Supplied entries below:
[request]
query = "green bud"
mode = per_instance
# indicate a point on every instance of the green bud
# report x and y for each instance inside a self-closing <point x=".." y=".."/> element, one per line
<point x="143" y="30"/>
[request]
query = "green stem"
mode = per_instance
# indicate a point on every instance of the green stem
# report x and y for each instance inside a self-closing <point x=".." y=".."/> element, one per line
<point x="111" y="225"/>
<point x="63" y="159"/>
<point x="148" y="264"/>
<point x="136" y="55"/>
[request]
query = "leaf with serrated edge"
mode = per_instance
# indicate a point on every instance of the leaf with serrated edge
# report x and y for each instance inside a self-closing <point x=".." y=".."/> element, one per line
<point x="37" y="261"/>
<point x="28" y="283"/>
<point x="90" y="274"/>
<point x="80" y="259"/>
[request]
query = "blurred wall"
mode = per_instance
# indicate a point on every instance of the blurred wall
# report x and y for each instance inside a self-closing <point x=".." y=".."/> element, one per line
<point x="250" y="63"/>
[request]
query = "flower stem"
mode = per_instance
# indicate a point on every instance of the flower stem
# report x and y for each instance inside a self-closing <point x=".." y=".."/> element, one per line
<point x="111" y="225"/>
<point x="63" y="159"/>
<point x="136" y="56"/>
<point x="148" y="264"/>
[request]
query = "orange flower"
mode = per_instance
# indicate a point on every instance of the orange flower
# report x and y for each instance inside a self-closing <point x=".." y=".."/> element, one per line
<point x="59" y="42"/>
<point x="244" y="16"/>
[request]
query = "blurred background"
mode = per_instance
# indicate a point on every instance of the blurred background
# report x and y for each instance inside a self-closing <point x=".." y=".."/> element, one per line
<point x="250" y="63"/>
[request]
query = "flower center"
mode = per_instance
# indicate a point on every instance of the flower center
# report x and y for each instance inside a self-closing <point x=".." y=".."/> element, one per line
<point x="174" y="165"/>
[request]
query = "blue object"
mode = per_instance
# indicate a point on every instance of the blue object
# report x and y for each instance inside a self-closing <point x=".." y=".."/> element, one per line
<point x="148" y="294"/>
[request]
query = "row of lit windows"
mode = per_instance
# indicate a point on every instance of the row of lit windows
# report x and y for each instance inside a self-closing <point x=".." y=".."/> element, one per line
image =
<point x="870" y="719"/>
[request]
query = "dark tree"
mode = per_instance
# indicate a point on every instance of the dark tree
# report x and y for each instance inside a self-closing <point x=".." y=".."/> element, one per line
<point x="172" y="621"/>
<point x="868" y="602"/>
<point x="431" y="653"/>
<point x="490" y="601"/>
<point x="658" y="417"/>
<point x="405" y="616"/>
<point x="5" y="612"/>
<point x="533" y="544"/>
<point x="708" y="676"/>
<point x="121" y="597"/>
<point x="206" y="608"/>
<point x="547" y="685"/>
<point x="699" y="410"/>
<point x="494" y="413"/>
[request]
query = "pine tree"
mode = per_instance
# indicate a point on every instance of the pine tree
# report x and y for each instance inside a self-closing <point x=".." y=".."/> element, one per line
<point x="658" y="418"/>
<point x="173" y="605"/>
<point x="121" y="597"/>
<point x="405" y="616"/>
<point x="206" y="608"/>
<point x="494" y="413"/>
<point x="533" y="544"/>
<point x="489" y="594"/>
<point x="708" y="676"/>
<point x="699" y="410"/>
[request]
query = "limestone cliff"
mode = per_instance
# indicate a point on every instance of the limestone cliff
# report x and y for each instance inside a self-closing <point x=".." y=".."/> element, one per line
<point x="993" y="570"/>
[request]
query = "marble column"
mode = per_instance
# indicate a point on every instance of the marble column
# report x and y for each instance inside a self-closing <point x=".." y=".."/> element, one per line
End of Supplied entries.
Repeat each record word for word.

**Completed task**
[request]
query = "green bud"
mode = per_instance
# indicate a point on every instance of the green bud
# report x and y for each instance inside a self-closing <point x=".." y=".."/> element, one per line
<point x="143" y="30"/>
[request]
query = "green stem"
mode = per_instance
# indicate a point on every instance of the green stem
# report x and y for each instance inside a self-closing <point x=".." y=".."/> element, one per line
<point x="111" y="225"/>
<point x="63" y="159"/>
<point x="148" y="264"/>
<point x="136" y="55"/>
[request]
query = "leaf with serrated edge"
mode = per_instance
# indicate a point on every instance of the leaf with serrated edge
# report x and y for each instance inside a self-closing <point x=".." y=".."/> element, one per line
<point x="37" y="261"/>
<point x="28" y="283"/>
<point x="90" y="274"/>
<point x="80" y="259"/>
[request]
query = "blurred wall"
mode = per_instance
# indicate a point on every instance of the blurred wall
# report x and y for each instance inside a self-closing <point x=".." y=".."/> element, one per line
<point x="250" y="63"/>
[request]
query = "flower stem"
mode = per_instance
# indicate a point on every instance of the flower stem
# report x and y for each instance inside a self-closing <point x=".." y=".."/> element, one per line
<point x="111" y="225"/>
<point x="63" y="159"/>
<point x="136" y="56"/>
<point x="148" y="264"/>
[request]
query = "orange flower"
mode = per_instance
# indicate a point on every instance of the orange flower
# report x and y for each instance inside a self-closing <point x=".." y=".."/> element, one per line
<point x="59" y="42"/>
<point x="244" y="16"/>
[request]
query = "blurred background"
mode = per_instance
# indicate a point on every instance of the blurred background
# report x and y for each instance inside a self-closing <point x=".." y=".."/> element, one per line
<point x="250" y="63"/>
[request]
query = "flower center"
mode = per_instance
# indicate a point on every instance of the flower center
# report x and y for each instance inside a self-closing <point x=".." y=".."/> element, one per line
<point x="174" y="165"/>
[request]
query = "blue object"
mode = per_instance
# indicate a point on every instance of the blue object
# report x and y for each instance inside a self-closing <point x=".." y=".."/> element, one per line
<point x="148" y="294"/>
[request]
query = "row of lit windows"
mode = per_instance
# indicate a point on every instance of the row of lit windows
# report x and y for each instance inside a self-closing <point x=".." y=".."/> element, one per line
image =
<point x="870" y="719"/>
[request]
query = "dark tree"
mode = per_instance
# indicate a point on every instance of the dark tree
# report x and y for each instance inside a self-closing <point x=".." y=".."/> element, one per line
<point x="172" y="621"/>
<point x="868" y="602"/>
<point x="431" y="653"/>
<point x="490" y="601"/>
<point x="658" y="417"/>
<point x="405" y="616"/>
<point x="5" y="612"/>
<point x="533" y="544"/>
<point x="708" y="676"/>
<point x="121" y="597"/>
<point x="206" y="608"/>
<point x="547" y="685"/>
<point x="699" y="410"/>
<point x="494" y="413"/>
[request]
query = "pine tree"
mode = per_instance
# indicate a point on every instance of the pine tree
# report x and y for each instance inside a self-closing <point x=".." y=".."/> element, one per line
<point x="658" y="418"/>
<point x="173" y="605"/>
<point x="121" y="597"/>
<point x="405" y="616"/>
<point x="206" y="608"/>
<point x="494" y="413"/>
<point x="533" y="544"/>
<point x="489" y="594"/>
<point x="708" y="676"/>
<point x="699" y="410"/>
[request]
query = "limestone cliff"
mode = per_instance
# indicate a point on every instance of the limestone cliff
# report x and y for each instance inside a self-closing <point x=".." y=".."/> element, one per line
<point x="993" y="570"/>
[request]
query = "marble column"
mode = per_instance
# indicate a point on every instance of the marble column
# report x and y for each instance inside a self-closing <point x=".." y=".."/> element, one per line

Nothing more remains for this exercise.